**Supplied passage**.
::::::::::

Posted by: Jules Birch24/08/2012
Here’s why I think the housing backlash against the Montague report is being overdone.
From some of the reactions so far, the review group seem to a bunch of pin-striped latter-day Rachmans intent on squeezing out affordable housing and trousering the profits in between slaughtering the first born and unleashing plague, pestilence and famine.
I’ve been trying to reserve judgement until I had time to read the report. I have to say that I now think the people who have most to fear from this are not housing associations and local authorities but buy-to-let landlords and letting agents who will face professional competition. The plague and pestilence people this week were Policy Exchange, not Montague.
The fuss has all been about Montague’s proposal on section 106. The leaks in advance of publication suggested that he would want market housing to count as affordable in planning deals, raising fears that it would squeeze out the funding stream that has underpinned around half of social housing over the last few years (rising to more than 60 per cent in 2008/09). However, I think that stems from a misunderstanding both of what the report says about section 106 and about what is already happening on the ground.

::::::::::

**Problem 1**.
Edit the records below, from their first line through the line that contains "point(644, 310)", replacing "dirt ground" with "muddy ground" and leaving everything else unchanged. Omit the pictures from your answer.

**Data for this exercise**.
::::::::::

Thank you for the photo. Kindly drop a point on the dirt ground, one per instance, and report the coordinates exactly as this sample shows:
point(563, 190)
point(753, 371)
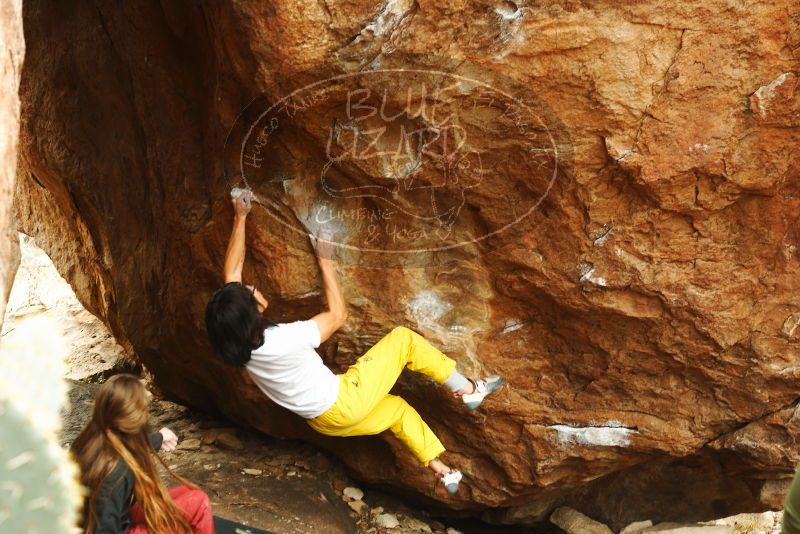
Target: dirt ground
point(288, 487)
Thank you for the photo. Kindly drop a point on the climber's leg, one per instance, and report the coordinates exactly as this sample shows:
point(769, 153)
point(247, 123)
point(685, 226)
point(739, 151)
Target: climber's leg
point(371, 378)
point(395, 414)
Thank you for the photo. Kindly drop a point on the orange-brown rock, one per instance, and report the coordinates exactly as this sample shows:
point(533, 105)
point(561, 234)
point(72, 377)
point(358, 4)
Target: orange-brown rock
point(10, 70)
point(644, 310)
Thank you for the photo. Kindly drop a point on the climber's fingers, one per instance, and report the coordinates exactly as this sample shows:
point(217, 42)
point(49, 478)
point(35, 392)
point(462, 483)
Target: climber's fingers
point(242, 200)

::::::::::

**Problem 2**.
In the housing post, list every group the writer names when saying who does and who does not have the most to fear from the report.

**Result 1**.
Thank you for the photo. Kindly drop a point on the muddy ground, one per instance, and report the coordinates exactly as this sample shows:
point(563, 190)
point(753, 371)
Target: muddy ground
point(288, 487)
Thank you for the photo. Kindly drop a point on the climber's leg, one per instance, and report the coordinates exactly as this sample shows:
point(769, 153)
point(247, 123)
point(685, 226)
point(739, 151)
Target: climber's leg
point(371, 378)
point(395, 414)
Thank you for the photo. Kindly drop a point on the orange-brown rock, one per instance, and report the coordinates exactly as this sample shows:
point(533, 105)
point(561, 234)
point(72, 377)
point(358, 4)
Target: orange-brown rock
point(10, 70)
point(644, 310)

**Result 2**.
- housing associations
- local authorities
- buy-to-let landlords
- letting agents